### THINGS TO DO
[1] In the passage about the TV series Heartbeat, which two actors appeared in all 18 seasons?
[2] Reproduce part of the Heartbeat passage word for word, beginning at the words "Only Derek Fowlds" and stopping after "at 8.00 p.m.".
[3] Resume the passage about the TV series Heartbeat from the point where it stops.

### PASSAGE SHOWN
++++++++++
By Francis K. Beirne

 

‘Heartbeat’ is a period police drama series which was broadcast on ITV/Yorkshire TV from 1992 to 2010. It averaged over 14.5 million viewers in the first series, which regularly put it in the top five programmes across all channels.
Heartbeat was originally planned as a show for former EastEnder Nick Berry. He in fact recorded the show’s theme-song, the Buddy Holly song of the same name and reached No. 2 in the charts in June 1992.

The show has had many characters throughout its 18 seasons (372 episodes) including Dr. Kate Rowan, P.C. Nick Rowan, Sgt. Oscar Blaketon, P.C. Phil Bellamy, P.C. Alf Ventriss, Claude Jeremiah Greengrass, P.C. Mike Bradley and Bernie Scripps.

Only Derek Fowlds as Sgt. Blaketon and William Simons as P.C. Ventriss have been featured in all 18 seasons. The series is acquiring a new lease of life and many new fans on Virgin Media 3 each weekday at 8.00 p.m.
++++++++++
### DATA EXTRACTS
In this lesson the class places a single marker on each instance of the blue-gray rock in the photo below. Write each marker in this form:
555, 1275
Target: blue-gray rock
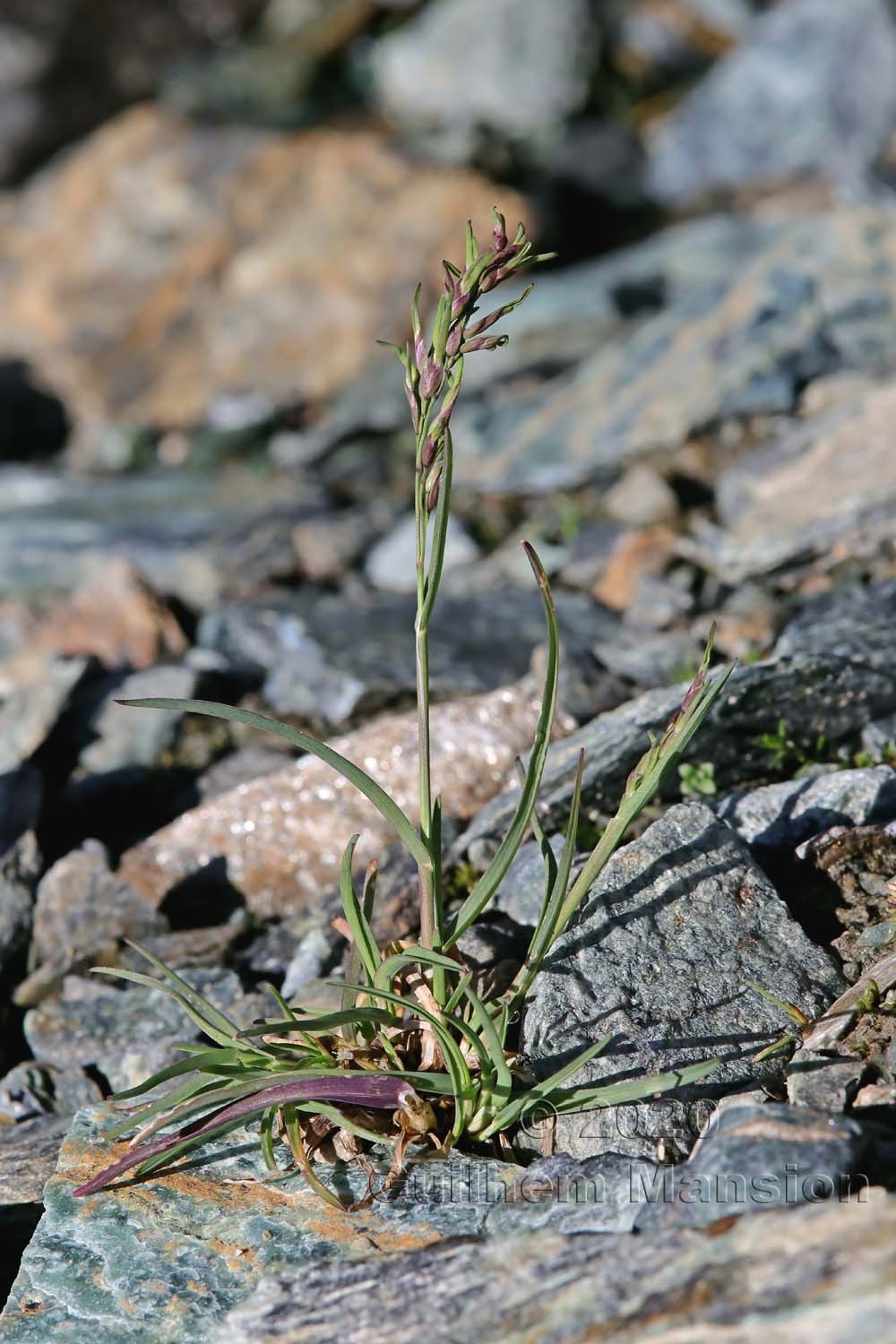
32, 1089
19, 873
853, 624
809, 297
452, 69
821, 1274
559, 1193
778, 817
829, 694
336, 658
659, 959
29, 1156
31, 712
751, 1159
521, 892
125, 1034
825, 486
163, 1261
797, 69
82, 911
++++++++++
### ANSWERS TO THE EXERCISE
[1] Derek Fowlds and William Simons.

[2]
Only Derek Fowlds as Sgt. Blaketon and William Simons as P.C. Ventriss have been featured in all 18 seasons. The series is acquiring a new lease of life and many new fans on Virgin Media 3 each weekday at 8.00 p.m.

[3]
The programme’s title was chosen by writers to represent the series’ key characters who worked as police officers and medical staff – ‘heart’ for the medical themes featured regularly in the programme; and ‘beat’ based on the phrase ‘the bobby’s beat’.

Each episode’s set of storylines were inspired by those created for the Constable series of books, written by Nicholas Rhea (the pen-name of former policeman Peter Walker), which were focused on a police constable in the 1960s who came to Aidensfield, in order to serve the local community and solve crimes that took place on his new patch.